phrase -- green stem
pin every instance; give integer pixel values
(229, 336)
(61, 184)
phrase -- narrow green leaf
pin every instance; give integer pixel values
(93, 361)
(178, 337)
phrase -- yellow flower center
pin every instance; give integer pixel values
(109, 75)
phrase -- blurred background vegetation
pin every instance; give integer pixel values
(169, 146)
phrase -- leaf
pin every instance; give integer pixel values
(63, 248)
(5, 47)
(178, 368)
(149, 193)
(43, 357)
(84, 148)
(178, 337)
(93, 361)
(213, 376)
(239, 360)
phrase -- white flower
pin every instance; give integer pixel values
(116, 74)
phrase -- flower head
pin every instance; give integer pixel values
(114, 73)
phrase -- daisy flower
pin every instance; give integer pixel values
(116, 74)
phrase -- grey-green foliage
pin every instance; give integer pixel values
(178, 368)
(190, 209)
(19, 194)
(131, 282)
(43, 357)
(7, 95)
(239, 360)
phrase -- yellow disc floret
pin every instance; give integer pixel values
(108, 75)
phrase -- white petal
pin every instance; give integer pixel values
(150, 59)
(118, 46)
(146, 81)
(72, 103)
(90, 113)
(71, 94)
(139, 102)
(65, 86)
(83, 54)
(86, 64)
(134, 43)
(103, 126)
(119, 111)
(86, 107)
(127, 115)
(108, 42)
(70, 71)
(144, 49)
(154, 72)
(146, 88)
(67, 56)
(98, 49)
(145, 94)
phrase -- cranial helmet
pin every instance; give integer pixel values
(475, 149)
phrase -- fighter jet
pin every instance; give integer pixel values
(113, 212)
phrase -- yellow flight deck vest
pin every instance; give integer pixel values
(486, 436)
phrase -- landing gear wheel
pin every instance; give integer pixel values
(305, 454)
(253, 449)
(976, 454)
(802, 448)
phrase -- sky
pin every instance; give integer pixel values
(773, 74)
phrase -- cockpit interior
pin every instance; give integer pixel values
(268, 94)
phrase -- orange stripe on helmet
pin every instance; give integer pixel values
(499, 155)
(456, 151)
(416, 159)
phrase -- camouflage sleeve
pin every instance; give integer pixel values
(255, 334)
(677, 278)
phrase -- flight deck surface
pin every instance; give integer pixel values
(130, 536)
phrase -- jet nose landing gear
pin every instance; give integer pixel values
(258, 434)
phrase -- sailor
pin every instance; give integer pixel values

_What to produce_. Reproduce all of the data above line for line, with no changes.

_Written response_.
phrase -- green stem
pin every instance; give integer pixel values
(229, 336)
(61, 184)
phrase -- narrow green leaf
pin every instance; give integer pixel values
(93, 361)
(178, 337)
phrase -- yellow flower center
pin every instance; give integer pixel values
(109, 75)
phrase -- blurred background vegetation
pin every instance; give integer pixel values
(169, 146)
phrase -- leaf
pin every instance; give integer pixel values
(63, 248)
(5, 47)
(178, 368)
(149, 193)
(43, 357)
(84, 148)
(178, 337)
(93, 361)
(213, 376)
(239, 360)
phrase -- white flower
pin every instance; give integer pixel values
(116, 74)
phrase -- flower head
pin every instance; give integer pixel values
(114, 73)
phrase -- daisy flower
pin every instance; give integer pixel values
(116, 74)
phrase -- grey-green foliage
pin every instance; give integer pixel values
(178, 368)
(190, 209)
(19, 194)
(131, 282)
(43, 357)
(7, 95)
(239, 360)
phrase -- yellow disc floret
pin every instance; give integer pixel values
(108, 75)
phrase -- white petal
pin every instance; give integer pixel values
(150, 59)
(118, 46)
(146, 81)
(72, 103)
(90, 113)
(71, 94)
(139, 102)
(65, 86)
(83, 54)
(86, 64)
(134, 43)
(103, 126)
(119, 111)
(86, 107)
(127, 115)
(108, 42)
(70, 71)
(144, 49)
(154, 72)
(146, 88)
(67, 56)
(98, 49)
(145, 94)
phrase -- cranial helmet
pin every instance; give integer pixel values
(475, 149)
phrase -- fighter jet
pin every instance; give integer pixel values
(113, 212)
phrase -- yellow flight deck vest
pin every instance; give integer pixel values
(486, 436)
phrase -- landing gear wheel
pin every instance; give integer pixel values
(305, 454)
(253, 449)
(976, 454)
(802, 448)
phrase -- sky
pin every instance; give integer pixel values
(773, 74)
phrase -- cockpit interior
pin every instance; give integer pixel values
(268, 94)
phrase -- orange stripe on helmet
pin every instance; give integer pixel values
(499, 155)
(456, 151)
(416, 159)
phrase -- camouflage sleeve
pin every instance; give integer pixel values
(255, 334)
(677, 278)
phrase -- flight deck surface
pin every instance; give integer pixel values
(130, 536)
phrase -- jet nose landing gear
pin every instance; give integer pixel values
(258, 434)
phrase -- sailor
pin every instance; give integer pixel values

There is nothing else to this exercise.